__ПОСТАНОВКА ЗАДАЧИ__
Извлеките из фрагмента о Галиче дословно отрывок между словами «Комсомольский сводный батальон.» и «совсем другой жанр.», включая их.

__ФРАГМЕНТ ТЕКСТА__
* * * * * * * * *
Протрубили трубачи тревогу.

Всем по форме к бою снаряжен,

Собирался в дальнюю дорогу

Комсомольский сводный батальон.

До свиданья, мама, не горюй!

На прощанье сына поцелуй.

До свиданья, мама,

Не горюй, не грусти,

Пожелай нам доброго пути!

Вот. Песня Галича. Точнее: текст Галича. Еще точнее: автор данного текста – Галич. Но это – не песня Галича. Это совсем другой жанр.

В 67-м году Михайлов с Галичем съездили по маршруту Москва – Петушки, но не в электричке, как незабвенный Веничка, а в «москвиче». Во всем прочем Веничке не уступили и чемоданчик хорошо зарядили «Старкой», справедливо полагая, что семинар по бардовской песне, даже если его проводит комсомол, должен происходить под звон не только струн. Этот семинар, похоже, был попыткой начальства приручить вольнолюбивых бардов. (Увы, увы…)

Едва экипаж «москвича» выгрузился на зеленую поляну, как был немедленно окружен и поприветствован «семинаристами», и Михайлов, в своей ковбойке, сразу слился с общим студенческо-туристическим фоном. Галич же, элегантный, в костюме, высился среди этой вольницы, добродушно здороваясь и улыбаясь, приветливо поглядывая по сторонам.

– Ну, двух стукачей я уже вижу, – сказал он Михайлову вполголоса, продолжая улыбаться и здороваться. В этом замечании не слышалось особой грусти; Галич скорее гордился своей зоркостью. Михайлов же, сколько ни таращился, стукачей не усмотрел, по неопытности. Впрочем, опыт скоро пришел.

Между тем Галич так и пребывал вместе со всеми: никого не чурался, ничего не смущался, легко разговаривал с любым желающим, то есть был совершенно и натурально демократичным, как и положено истинному аристократу. И ел со всеми вместе в общей столовой палатке, и пел под привезенную «Старку» вечерком в очередь с другими – но не сливался он с этой компанией ничуть, ни в единой точке. Белая ворона. Хотя все им гордились, к нему порывались, с ним заговаривали – без какого-либо панибратства или задирания. Лишь один налетел, накинулся, не скрывая враждебности:

– А вот объясните, пожалуйста, Александр Аркадьевич, как это у вас совмещается: такие вполне советские пьесы – и такие… э-э… песни?

Сказать вместо «э-э» – «антисоветские» он не решился: прозвучало бы доносом. Хотя было бы абсолютной правдой.

Так и распирало его желание – уличить в неискренности, в двуличии, в спекуляции, в либеральном фрондерстве. Какой-то из комсомольцев, из тех, кто, не обладая смелостью, считает, что и у других ее быть не может.
* * * * * * * * *
__ИСХОДНЫЕ ДАННЫЕ__

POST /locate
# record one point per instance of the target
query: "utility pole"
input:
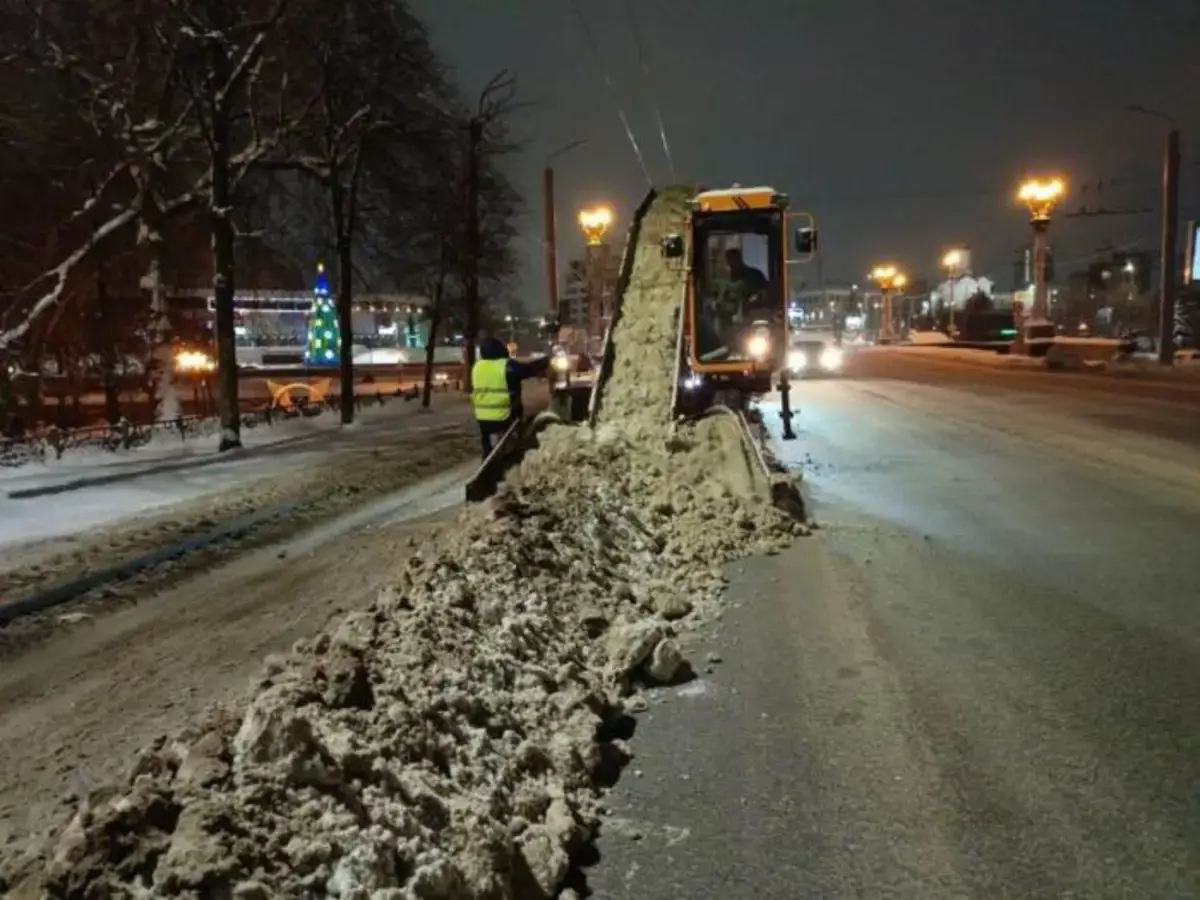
* * * * * * * * *
__РАЗБОР РЕШЕНИЯ__
Комсомольский сводный батальон.

До свиданья, мама, не горюй!

На прощанье сына поцелуй.

До свиданья, мама,

Не горюй, не грусти,

Пожелай нам доброго пути!

Вот. Песня Галича. Точнее: текст Галича. Еще точнее: автор данного текста – Галич. Но это – не песня Галича. Это совсем другой жанр.